§ Task requirements:
A) Answer these questions about the passage on reactions to 9/11, with one answer per line:
(i) What price does it give for a set of All-Clad?
(ii) What city would Alan's job interview have taken them to?
(iii) What town has an armored police vehicle these days?
B) In the passage on reactions to 9/11, list every name that appears in the imagined scream attributed to Muhammed Atta.

§ Reading passage:
⁂
But the worst was the Wall Street Journal features section, which ran a story saying more people were eating in as part of the new comfort and new austerity, but it turns out that’s not much of a savings over restaurants, because have you priced a set of All-Clad lately? Nine hundred dollars! And here’s some girl who invited some friends over for a dinner party, and was shocked at how much truffles cost, and don’t even get her started on lemongrass. One magazine had a short item on how the Carrie Bradshaws of Gotham were changing their fitness routines as a result of the attacks. One had started swimming laps, so she could make her escape from Manhattan by water, if necessary. I only wish I were making it up.
This marked the rise of the blogosphere, too. Everyone wanted a blog, so they could tell their story and share their feelings. I recall being amazed at how many people took the attacks personally, and by that I mean really personally, people in places like the Midwest who were convinced Muhammed Atta went to his death screaming, “You’re next, Bob Smith of Kansas City, you and your twins Jason and Jordan, and also your filthy dog Bingo!” If nothing else, 9/11 made me glad I lived in a Hoosier backwater no one would bother bombing. Alan had a job interview with a non-profit the following spring that would have taken us to Traverse City, Michigan, and that would have been even more suitable, being too far north to be downwind of Chicago, surely next on al-Qaeda’s list.
(I often wonder how many police agencies in places like East Methane, Tenn., went to the county commissioners with a wish list in those immediately-after months, in case terrorism came to town. I mean, they have an armored police vehicle in Defiance, Ohio, these days. Why?)
⁂
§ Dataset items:

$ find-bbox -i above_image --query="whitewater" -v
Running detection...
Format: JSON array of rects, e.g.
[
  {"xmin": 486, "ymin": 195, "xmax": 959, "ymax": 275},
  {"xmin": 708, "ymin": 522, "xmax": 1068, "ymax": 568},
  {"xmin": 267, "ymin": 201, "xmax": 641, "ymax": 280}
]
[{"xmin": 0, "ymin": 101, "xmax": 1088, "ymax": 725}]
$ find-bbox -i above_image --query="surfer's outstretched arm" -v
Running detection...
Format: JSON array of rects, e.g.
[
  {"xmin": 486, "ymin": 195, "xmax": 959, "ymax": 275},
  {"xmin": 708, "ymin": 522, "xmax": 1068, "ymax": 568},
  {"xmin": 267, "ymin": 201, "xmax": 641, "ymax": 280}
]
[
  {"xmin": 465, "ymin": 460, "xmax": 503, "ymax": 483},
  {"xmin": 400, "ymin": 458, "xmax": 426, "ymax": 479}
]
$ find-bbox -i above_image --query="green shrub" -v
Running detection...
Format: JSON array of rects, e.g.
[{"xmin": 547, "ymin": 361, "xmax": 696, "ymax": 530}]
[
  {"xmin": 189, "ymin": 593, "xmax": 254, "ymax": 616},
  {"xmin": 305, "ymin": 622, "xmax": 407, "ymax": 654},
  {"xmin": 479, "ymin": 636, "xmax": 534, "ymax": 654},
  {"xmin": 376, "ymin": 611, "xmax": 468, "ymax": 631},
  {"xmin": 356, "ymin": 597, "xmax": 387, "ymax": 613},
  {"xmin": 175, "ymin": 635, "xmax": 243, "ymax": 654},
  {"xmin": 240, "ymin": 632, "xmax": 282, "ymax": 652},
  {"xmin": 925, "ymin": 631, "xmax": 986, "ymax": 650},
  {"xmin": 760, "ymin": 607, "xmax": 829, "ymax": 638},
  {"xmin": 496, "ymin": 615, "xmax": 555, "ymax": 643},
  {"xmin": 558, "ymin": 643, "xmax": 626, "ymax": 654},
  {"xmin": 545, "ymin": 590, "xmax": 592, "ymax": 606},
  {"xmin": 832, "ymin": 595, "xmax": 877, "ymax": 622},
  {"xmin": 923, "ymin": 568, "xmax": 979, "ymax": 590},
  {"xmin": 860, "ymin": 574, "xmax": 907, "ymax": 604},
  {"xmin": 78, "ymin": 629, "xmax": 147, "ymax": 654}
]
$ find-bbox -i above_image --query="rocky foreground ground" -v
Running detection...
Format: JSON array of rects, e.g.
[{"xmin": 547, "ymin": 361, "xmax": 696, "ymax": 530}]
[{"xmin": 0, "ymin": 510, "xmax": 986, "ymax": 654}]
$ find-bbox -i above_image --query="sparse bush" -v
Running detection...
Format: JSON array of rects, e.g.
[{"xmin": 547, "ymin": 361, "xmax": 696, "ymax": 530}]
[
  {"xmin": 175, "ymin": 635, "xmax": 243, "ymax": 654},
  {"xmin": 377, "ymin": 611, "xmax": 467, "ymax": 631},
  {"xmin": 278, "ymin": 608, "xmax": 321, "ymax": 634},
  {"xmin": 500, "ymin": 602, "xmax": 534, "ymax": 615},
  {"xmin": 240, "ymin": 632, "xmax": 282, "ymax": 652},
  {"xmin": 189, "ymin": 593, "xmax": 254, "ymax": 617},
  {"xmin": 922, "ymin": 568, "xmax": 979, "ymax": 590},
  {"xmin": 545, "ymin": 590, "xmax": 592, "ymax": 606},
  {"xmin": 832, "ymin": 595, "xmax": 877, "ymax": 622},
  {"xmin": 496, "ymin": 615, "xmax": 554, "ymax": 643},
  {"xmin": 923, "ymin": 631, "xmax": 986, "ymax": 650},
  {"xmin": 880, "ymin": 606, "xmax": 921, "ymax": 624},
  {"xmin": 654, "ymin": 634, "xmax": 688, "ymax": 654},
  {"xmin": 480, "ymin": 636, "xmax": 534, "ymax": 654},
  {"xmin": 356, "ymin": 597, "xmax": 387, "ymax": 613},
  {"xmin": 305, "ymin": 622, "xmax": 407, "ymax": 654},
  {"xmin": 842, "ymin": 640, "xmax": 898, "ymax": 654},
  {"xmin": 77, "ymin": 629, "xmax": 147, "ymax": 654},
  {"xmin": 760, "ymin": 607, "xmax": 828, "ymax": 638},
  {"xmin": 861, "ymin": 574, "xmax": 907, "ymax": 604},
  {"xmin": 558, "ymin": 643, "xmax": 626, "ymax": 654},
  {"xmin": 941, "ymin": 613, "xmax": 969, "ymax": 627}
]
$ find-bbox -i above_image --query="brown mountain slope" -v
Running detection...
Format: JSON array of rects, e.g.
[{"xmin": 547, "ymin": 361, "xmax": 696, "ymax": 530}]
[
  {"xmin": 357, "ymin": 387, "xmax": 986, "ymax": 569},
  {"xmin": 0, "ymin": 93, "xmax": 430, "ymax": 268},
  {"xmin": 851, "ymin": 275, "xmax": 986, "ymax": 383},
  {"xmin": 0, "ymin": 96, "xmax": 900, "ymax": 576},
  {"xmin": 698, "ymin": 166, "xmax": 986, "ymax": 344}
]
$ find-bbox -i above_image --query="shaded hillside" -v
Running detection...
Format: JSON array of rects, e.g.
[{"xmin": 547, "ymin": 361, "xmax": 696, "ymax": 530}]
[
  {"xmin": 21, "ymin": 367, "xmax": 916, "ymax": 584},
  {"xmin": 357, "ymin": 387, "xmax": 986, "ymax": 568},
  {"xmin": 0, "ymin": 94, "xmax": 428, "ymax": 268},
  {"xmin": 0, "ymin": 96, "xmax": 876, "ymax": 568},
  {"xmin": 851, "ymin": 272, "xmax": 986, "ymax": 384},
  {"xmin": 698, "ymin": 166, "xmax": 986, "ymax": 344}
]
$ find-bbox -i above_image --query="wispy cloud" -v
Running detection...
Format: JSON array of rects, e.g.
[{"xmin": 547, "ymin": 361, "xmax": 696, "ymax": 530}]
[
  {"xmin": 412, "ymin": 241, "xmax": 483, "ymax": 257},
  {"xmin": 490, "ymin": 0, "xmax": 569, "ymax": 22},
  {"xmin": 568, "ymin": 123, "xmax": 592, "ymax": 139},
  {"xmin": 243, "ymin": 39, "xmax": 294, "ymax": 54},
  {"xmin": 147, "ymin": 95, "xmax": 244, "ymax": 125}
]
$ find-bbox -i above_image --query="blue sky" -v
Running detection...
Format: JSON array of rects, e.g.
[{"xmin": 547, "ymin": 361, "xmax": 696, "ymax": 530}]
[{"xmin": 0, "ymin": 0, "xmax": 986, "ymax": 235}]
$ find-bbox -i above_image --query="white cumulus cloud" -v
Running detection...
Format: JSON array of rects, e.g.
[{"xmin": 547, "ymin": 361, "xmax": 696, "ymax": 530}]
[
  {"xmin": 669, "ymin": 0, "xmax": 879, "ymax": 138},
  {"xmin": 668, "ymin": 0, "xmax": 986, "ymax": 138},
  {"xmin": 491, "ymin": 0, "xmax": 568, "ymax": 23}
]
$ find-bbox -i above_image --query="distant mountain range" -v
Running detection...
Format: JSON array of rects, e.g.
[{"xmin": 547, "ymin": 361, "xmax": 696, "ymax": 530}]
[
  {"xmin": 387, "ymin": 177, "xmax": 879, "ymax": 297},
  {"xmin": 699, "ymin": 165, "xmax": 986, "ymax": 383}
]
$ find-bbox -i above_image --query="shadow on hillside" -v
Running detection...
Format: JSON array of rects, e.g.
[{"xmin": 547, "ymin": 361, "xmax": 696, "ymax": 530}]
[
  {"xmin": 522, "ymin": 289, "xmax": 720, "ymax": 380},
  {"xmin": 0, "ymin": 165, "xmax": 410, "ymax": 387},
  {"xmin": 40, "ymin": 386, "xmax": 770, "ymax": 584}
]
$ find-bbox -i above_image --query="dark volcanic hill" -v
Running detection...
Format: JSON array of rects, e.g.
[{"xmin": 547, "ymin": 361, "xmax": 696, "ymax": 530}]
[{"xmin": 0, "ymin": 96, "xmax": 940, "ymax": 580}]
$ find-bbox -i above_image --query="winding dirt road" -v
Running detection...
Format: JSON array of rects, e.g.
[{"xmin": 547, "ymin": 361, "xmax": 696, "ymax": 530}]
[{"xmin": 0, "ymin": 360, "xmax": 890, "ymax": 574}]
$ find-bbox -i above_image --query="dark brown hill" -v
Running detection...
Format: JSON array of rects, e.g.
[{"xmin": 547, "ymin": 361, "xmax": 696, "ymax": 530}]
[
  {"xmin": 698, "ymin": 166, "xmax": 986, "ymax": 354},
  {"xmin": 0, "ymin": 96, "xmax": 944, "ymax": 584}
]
⁂
§ Complete answers:
A)
(i) Nine hundred dollars
(ii) Traverse City, Michigan
(iii) Defiance, Ohio

B) Bob Smith, Jason, Jordan, Bingo